Point localization data:
....................

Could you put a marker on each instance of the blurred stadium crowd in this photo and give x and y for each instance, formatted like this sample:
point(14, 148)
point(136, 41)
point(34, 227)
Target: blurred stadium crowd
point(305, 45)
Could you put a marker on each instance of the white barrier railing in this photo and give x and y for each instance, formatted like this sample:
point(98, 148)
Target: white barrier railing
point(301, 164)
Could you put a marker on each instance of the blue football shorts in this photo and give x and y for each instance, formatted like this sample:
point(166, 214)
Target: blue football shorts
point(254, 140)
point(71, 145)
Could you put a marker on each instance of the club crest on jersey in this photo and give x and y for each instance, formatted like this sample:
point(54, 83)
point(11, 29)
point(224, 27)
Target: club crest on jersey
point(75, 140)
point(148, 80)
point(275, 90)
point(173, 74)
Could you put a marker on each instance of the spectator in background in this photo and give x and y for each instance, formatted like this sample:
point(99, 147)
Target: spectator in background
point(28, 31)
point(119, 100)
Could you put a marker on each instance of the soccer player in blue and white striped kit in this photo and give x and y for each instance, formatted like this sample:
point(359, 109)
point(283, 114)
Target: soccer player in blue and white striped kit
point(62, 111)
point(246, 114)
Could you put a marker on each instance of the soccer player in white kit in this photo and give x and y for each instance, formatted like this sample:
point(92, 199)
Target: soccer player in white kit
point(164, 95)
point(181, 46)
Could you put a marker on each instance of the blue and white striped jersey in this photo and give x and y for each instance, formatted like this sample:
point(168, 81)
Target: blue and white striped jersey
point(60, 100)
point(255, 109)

....................

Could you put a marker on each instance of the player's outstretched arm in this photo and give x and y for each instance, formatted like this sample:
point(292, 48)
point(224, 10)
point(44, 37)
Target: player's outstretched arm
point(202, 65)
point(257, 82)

....................

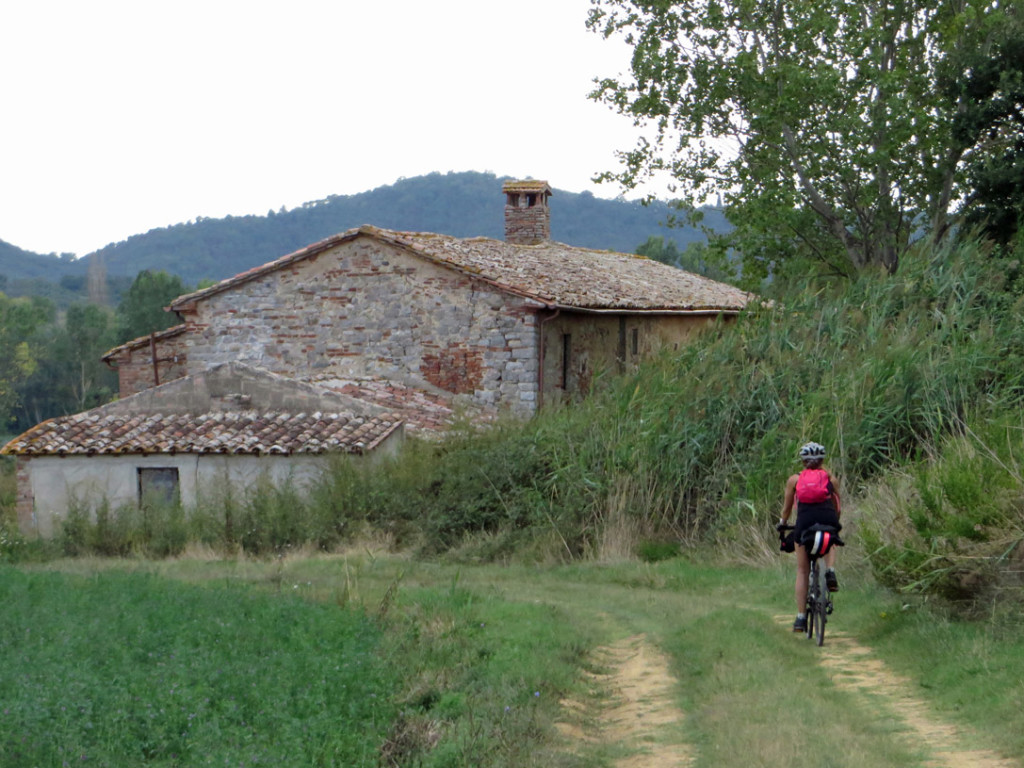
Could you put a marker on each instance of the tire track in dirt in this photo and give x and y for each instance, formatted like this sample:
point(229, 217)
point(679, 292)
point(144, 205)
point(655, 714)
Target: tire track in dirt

....................

Exercise aim: Your answer should consist of the lines from the line with "Could you put a marker on each instance of the club" to the line with "point(168, 81)" above, repeated exactly, both ends included.

Your solution:
Could you put a marker on each instance of the club crest on jersey in this photo and give x and y for each instance, formatted like this sample:
point(54, 83)
point(11, 29)
point(224, 27)
Target: club crest on jersey
point(75, 140)
point(148, 80)
point(275, 90)
point(173, 74)
Could you put a marker on each instance of the spectator in background in this photo and give x and y for each instance, formatted like this sample:
point(99, 147)
Target: spectator in background
point(28, 31)
point(119, 100)
Could you put a marker on each instance of the soccer player in blue and white striped kit in this photo and give x and y for each instance, formatted like this sample:
point(359, 109)
point(283, 114)
Target: soccer player in blue and white striped kit
point(62, 111)
point(246, 114)
Could you put a marker on each instance of the soccer player in white kit in this photo and give x and y for each instance, formatted like this sample:
point(92, 199)
Target: soccer player in white kit
point(164, 95)
point(181, 46)
Could you put a marker on each instance of the blue and white striped jersey in this photo and give x and y for each instance, formatted like this sample:
point(168, 81)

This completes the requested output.